--- start ---

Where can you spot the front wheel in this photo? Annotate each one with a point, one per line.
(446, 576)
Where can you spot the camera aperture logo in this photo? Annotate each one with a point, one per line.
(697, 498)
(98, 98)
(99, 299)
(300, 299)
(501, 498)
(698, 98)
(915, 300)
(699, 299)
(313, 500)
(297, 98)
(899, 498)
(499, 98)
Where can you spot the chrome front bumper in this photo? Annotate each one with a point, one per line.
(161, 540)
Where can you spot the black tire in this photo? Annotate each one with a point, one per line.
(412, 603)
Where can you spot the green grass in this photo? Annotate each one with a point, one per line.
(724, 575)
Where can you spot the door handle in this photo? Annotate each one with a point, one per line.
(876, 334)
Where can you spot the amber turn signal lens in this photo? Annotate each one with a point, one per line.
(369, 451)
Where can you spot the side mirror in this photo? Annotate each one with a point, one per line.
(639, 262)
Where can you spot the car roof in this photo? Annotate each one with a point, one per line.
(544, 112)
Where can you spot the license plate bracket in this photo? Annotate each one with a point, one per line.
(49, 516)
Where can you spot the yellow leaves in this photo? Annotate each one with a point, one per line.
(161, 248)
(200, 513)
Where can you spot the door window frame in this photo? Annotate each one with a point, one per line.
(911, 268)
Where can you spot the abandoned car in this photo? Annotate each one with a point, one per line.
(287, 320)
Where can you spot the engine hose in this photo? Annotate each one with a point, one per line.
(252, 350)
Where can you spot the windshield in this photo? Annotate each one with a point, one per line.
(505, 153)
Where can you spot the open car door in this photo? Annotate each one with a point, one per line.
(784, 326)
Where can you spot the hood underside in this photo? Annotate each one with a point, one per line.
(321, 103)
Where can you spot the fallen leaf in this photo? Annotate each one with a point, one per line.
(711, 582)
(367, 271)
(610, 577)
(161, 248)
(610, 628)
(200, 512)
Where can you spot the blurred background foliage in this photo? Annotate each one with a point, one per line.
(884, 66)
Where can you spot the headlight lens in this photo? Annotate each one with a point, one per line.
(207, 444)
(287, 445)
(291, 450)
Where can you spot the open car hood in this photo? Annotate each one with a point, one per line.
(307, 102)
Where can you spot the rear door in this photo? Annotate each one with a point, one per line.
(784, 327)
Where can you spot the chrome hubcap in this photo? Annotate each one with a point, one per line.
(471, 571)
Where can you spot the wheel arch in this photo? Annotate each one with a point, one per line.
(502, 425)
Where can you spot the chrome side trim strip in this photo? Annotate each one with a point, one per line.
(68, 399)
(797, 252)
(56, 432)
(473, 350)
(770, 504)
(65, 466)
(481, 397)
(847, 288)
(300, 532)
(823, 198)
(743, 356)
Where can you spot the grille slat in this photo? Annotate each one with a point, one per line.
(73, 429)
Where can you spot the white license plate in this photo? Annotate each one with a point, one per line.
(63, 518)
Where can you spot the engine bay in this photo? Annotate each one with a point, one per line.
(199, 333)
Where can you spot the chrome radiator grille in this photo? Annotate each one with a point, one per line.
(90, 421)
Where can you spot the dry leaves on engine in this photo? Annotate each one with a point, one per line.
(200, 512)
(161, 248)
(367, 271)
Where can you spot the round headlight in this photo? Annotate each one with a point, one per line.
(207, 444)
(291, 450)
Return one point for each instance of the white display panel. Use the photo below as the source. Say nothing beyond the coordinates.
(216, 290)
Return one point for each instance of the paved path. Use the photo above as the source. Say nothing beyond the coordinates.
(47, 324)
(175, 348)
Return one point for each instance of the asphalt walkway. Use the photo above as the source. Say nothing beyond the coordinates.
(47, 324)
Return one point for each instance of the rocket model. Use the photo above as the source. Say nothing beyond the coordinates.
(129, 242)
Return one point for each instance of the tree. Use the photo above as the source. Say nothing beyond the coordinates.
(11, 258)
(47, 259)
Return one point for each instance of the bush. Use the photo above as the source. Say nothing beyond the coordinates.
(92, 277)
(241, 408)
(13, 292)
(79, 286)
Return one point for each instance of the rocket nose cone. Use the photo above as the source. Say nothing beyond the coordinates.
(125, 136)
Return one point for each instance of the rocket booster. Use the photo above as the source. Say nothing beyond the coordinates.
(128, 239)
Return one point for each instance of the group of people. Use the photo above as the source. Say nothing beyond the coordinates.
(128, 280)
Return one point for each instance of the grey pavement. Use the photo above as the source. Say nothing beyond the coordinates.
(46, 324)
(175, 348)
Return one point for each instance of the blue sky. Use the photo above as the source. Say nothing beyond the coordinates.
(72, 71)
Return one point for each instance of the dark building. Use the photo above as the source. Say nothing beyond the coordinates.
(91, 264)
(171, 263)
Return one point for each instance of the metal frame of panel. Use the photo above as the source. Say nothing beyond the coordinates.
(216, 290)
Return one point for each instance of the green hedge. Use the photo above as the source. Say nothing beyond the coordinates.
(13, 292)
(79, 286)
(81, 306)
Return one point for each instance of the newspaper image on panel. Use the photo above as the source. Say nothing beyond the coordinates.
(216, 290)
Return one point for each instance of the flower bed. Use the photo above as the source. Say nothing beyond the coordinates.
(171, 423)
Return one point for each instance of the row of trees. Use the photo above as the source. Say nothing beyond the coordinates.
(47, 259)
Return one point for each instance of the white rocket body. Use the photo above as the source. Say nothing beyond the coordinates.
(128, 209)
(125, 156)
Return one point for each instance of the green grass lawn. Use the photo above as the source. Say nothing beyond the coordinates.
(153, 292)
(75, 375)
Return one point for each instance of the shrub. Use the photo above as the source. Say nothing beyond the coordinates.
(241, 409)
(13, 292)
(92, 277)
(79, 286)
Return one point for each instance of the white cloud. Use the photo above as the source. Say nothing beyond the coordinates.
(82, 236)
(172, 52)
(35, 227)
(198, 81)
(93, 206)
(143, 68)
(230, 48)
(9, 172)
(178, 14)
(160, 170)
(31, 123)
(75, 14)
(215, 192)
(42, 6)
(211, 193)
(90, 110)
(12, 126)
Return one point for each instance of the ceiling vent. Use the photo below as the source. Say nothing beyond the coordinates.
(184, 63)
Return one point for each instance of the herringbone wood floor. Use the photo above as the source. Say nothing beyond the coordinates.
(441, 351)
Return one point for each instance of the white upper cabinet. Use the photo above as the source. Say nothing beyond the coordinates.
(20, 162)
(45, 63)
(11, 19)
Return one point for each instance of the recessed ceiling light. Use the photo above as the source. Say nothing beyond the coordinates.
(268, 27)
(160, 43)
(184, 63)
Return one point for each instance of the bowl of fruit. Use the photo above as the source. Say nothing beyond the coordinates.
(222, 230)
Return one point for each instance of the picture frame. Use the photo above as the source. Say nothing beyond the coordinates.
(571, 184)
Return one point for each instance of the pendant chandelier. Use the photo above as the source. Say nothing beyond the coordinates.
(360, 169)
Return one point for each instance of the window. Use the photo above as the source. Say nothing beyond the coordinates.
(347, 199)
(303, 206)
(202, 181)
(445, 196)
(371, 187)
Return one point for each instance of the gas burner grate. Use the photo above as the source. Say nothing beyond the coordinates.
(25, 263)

--- end ---

» **WHAT TO WORK ON**
Reproduce every entry above word for word, line by line, without changing, adding, or leaving out anything.

» **SOLUTION TO THE EXERCISE**
Where can you spot the front wheel in this photo? Annotate each one with a point, one per line.
(446, 576)
Where can you spot the camera aperture logo in this photo? Annotate each one with a point, one per line.
(697, 498)
(98, 98)
(99, 299)
(300, 299)
(501, 498)
(698, 98)
(915, 300)
(699, 299)
(313, 500)
(297, 98)
(899, 498)
(499, 98)
Where can you spot the chrome front bumper in this photo? Annotate each one with a point, one per line.
(161, 540)
Where can you spot the black tire in this photo? Annotate each one with a point, one per line.
(412, 603)
Where can you spot the green grass in this photo? Annotate each one with a point, one per line.
(724, 575)
Where can you spot the door handle in this photo? Annotate each one with a point, one per line.
(876, 334)
Where can you spot the amber turn signal lens in this photo? Annotate each one with a point, one per line.
(369, 451)
Where can you spot the side mirror in this photo? Annotate each one with a point, one per line.
(639, 262)
Where can you spot the car roof in this photo? Annotate each one with a point, one per line.
(544, 112)
Where can you spot the license plate bracket in this photo? Annotate each one with a point, one per line.
(49, 516)
Where can you spot the yellow leaves in this photo? Annotate each one with a point, one per line.
(161, 248)
(200, 513)
Where can you spot the door window frame in this photo? Annotate each one with a point, one per line.
(911, 268)
Where can you spot the abandoned car in this photo? Annotate each one with a point, one per line.
(287, 320)
Where can you spot the engine hose in this photo? Annotate each one with a point, one per line.
(252, 350)
Where can you spot the windshield in this photo? Annotate each one with a point, one per line.
(505, 153)
Where can you spot the open car door in this photo? Annotate each one with a point, one per line.
(784, 326)
Where can you spot the hood underside in this photo? Annotate each one with a point, one per line.
(321, 103)
Where can you spot the fallen leaf in this photo? Annotate each one with a point, one per line.
(711, 582)
(367, 271)
(610, 577)
(161, 248)
(610, 628)
(200, 512)
Where can you spot the blurred background foliage in this photo? Annotate each one with a point, one per line.
(884, 66)
Where can you spot the headlight lens in this photo? Annotate each one with a point, one per line.
(207, 444)
(287, 445)
(291, 450)
Where can you spot the open car hood in this photo? Annotate each one with a point, one per line.
(307, 102)
Where can you spot the rear door in this photo? Annotate each one with a point, one per line.
(784, 327)
Where can you spot the chrome hubcap in this photo? Annotate each one with a point, one per line.
(471, 571)
Where can you spot the wheel arch in this photo? Annotate each one with a point, one per line.
(502, 425)
Where can you spot the chrome side trim strip in this photo? Annotate each one with a point, one per line.
(68, 399)
(797, 252)
(56, 432)
(473, 350)
(770, 504)
(65, 466)
(481, 397)
(847, 288)
(300, 532)
(823, 198)
(743, 356)
Where can you spot the grille slat in this photo? Annotate each one with a point, one per line.
(73, 429)
Where can you spot the white license plate in this photo? Annotate each one with a point, one per line.
(63, 518)
Where can you spot the engine bay in this photo? Annotate each one with a point, one per line.
(199, 333)
Where can you spot the chrome radiator grille in this photo? Annotate each one with a point, one per line.
(90, 421)
Where can you spot the dry leaves on engine in this photo? Annotate each one with a point, one per line.
(200, 512)
(161, 248)
(367, 271)
Where can you spot the round headlight in this photo? Annotate each one with a point, one per line.
(207, 444)
(291, 450)
Return one point for each instance of the white display panel. Use the photo below as the source. Say nothing beyond the coordinates.
(216, 290)
Return one point for each instance of the paved path. Use the photo above as the source. Say nothing beyond the coordinates.
(47, 324)
(175, 348)
Return one point for each instance of the asphalt walkway. Use the photo above as the source. Say nothing beyond the coordinates.
(47, 324)
Return one point for each instance of the rocket model. Use the photo above as the source. Say nothing beyond the coordinates.
(129, 242)
Return one point for each instance of the tree. Use the photo above as the source. Say nothing beyond the coordinates.
(11, 258)
(47, 259)
Return one point for each instance of the bush. Use the photo above as the source. Say nothing beyond the coordinates.
(92, 277)
(241, 408)
(13, 292)
(79, 286)
Return one point for each instance of the rocket nose cone. Use the photo above as the source. Say nothing beyond the coordinates.
(125, 136)
Return one point for each instance of the rocket booster. Use the photo above as the source. Say nothing beyond the coordinates.
(128, 239)
Return one point for each instance of the group of people. Use the photo above as the source. Say nothing beyond the coordinates.
(128, 280)
Return one point for each instance of the grey pavement. Use the photo above as the source. Say nothing beyond the coordinates.
(46, 324)
(175, 348)
Return one point for each instance of the blue sky. Use the photo above as the source. Say nothing beyond the coordinates.
(72, 71)
Return one point for each instance of the dark building. Use the photo above as the source. Say nothing beyond the coordinates.
(91, 264)
(171, 263)
Return one point for each instance of the metal frame of panel. Use the photo above as the source. Say nothing beyond the coordinates.
(216, 290)
Return one point for each instance of the green hedge. Use the photo above as the source. Say nothing beyond the coordinates.
(13, 292)
(79, 286)
(81, 306)
Return one point for each instance of the newspaper image on panel. Use the photo above as the source. Say nothing beyond the coordinates.
(216, 290)
Return one point for each instance of the flower bed. Use the photo above as the source. Say nothing beyond the coordinates.
(171, 423)
Return one point for each instance of the row of trees. Use the photo above as the source. Say nothing beyond the coordinates.
(47, 259)
Return one point for each instance of the white rocket body. Use the photo above as the source. Say nothing beyond the coordinates.
(128, 209)
(125, 156)
Return one point for each instance of the green grass lawn. Use the photo above as the source. Say nothing beyond the coordinates.
(153, 292)
(75, 375)
Return one point for each instance of the shrub. Use the photo above as the source. Say nothing beyond the coordinates.
(241, 409)
(13, 292)
(92, 277)
(79, 286)
Return one point for each instance of the white cloud. Use the photo above as the source. Say nothing beyond the coordinates.
(82, 236)
(172, 52)
(35, 227)
(198, 81)
(93, 206)
(143, 68)
(230, 48)
(9, 172)
(178, 14)
(160, 170)
(31, 123)
(75, 14)
(215, 192)
(42, 6)
(211, 193)
(90, 110)
(12, 126)
Return one point for each instance of the ceiling vent. Use the photo below as the source. Say nothing beyond the coordinates.
(184, 63)
Return one point for each instance of the herringbone wood floor. Use the photo above as the source. Say nothing beyond the coordinates.
(441, 351)
Return one point for each instance of the white upper cabinet. Use the photo above as the source. Say nothing beyond the coordinates.
(20, 162)
(45, 63)
(11, 19)
Return one point for each instance of the recessed ceiling light. Use the photo above as the source. Say nothing beyond the coordinates.
(268, 27)
(160, 43)
(184, 63)
Return one point for each instance of the bowl of fruit. Use the photo above as the source. Say nothing beyond the coordinates.
(222, 230)
Return one point for each instance of the picture frame. Use the photo above as the source. Say nothing beyond the coordinates.
(571, 184)
Return one point for each instance of the pendant chandelier. Use the photo above as the source. Say nothing beyond the coordinates.
(360, 169)
Return one point for each instance of the window. Use the photo above as the source. Say nothing beyond the coordinates.
(347, 199)
(303, 206)
(202, 181)
(445, 196)
(371, 187)
Return one point for each instance of the gas burner grate. Use the photo above as the source. Say nothing beyond the coordinates.
(25, 263)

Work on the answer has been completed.